┌─ Kutipan Teks

6. Proses-proses yang Disosiatif
a. Persaingan
(Competition)
Persaingan atau
competition dapat diartikan sebagai suatu proses sosial dimana individu atau
kelompok manusia yang bersaing mencari keuntungan melalui bidang-bidang
kehidupan yang pada suatu masa tertentu menjadi pusat perhatian umum (baik
perseorangan maupun kelompok manusia) dengan cara menarik perhatian publik atau
dengan mempertajam prasangka yang telah ada tanpa mempergunakan ancaman atau
kekerasan.
b. Kontraversi (Contravetion)
Kontravensi pada
hakikatnya merupakan suatu bentuk proses sosial yang berada antara persaingan
dan pertentangan atau pertikaian yang terjadi di masyarakat.
c. Pertentangan
(Pertikaian atau conflict)

└─

**Latihan Tertulis:** Lanjutkan kutipan tentang proses sosial disosiatif di atas, mulai setelah judul terakhirnya. Daftar berikut adalah bahan tersendiri yang terpisah dari kutipan di atas.

┌─ Data Tersimpan

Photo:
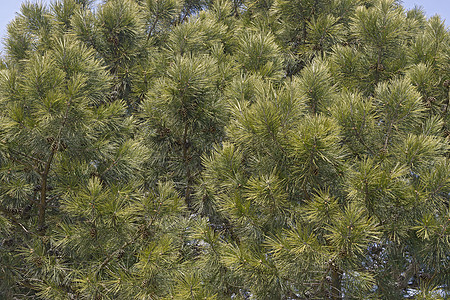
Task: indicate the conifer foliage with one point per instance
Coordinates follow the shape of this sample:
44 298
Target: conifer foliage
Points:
224 149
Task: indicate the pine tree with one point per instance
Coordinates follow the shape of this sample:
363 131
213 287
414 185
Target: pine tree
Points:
165 149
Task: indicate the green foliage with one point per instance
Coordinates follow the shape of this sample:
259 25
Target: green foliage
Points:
226 149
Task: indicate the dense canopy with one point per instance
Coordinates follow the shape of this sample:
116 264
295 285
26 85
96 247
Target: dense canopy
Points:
225 149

└─

**Jawaban Soal:**
Pribadi maupun kelompok menyadari adanya
perbedaan-perbedaan misalnya dalam ciri-ciri badaniyah, emosi, unsur-unsur
kebudayaan, pola-pola perilaku, dan seterusnya dengan pihak lain. Ciri tersebut
dapat mempertajam perbedaan yang ada hingga menjadi suatu pertentangan atau
pertikaian yang terjadi di dalam masyarakat, antar individu maupun antar
kelompok masyarakat (Soekanto, 1985).
BAB III
ANALISIS
3.1 Gambaran Umum Galesong
Wilayah Galesong, secara
geografis terletak di pesisir selatan Kabupaten Takalar. Daerah ini berjarak 40
km dari Kota Metropolitan Makassar dan terletak antara 5°3¹ sampai 5°38¹ Lintang Selatan dan antara 199°22¹
sampai 199°39¹ Bujur Timur dengan luas wilayah 566,51 Km². Secara administratif
pemerintahan wilayah Kabupaten Takalar terdiri dari 7 (tujuh) Kecamatan dan 77
desa/kelurahan yang terdiri dari 57 desa serta 20 Kelurahan. Dari 7 kecamatan
tersebut 4 kecamatan merupakan wilayah pesisir yaitu Mangarabombang dengan luas
100,50 Km² terdiri dari 11 desa dan 1 kelurahan, Mappakasunggu dengan luas
74,63 Km² terdiri dari 7 Desa 1 Kelurahan, Galesong Selatan Luas 44,00 Km²
terdiri dari 17 Desa, Galesong Utara denga Luas 21,75 Km² terdiri dari 9 desa.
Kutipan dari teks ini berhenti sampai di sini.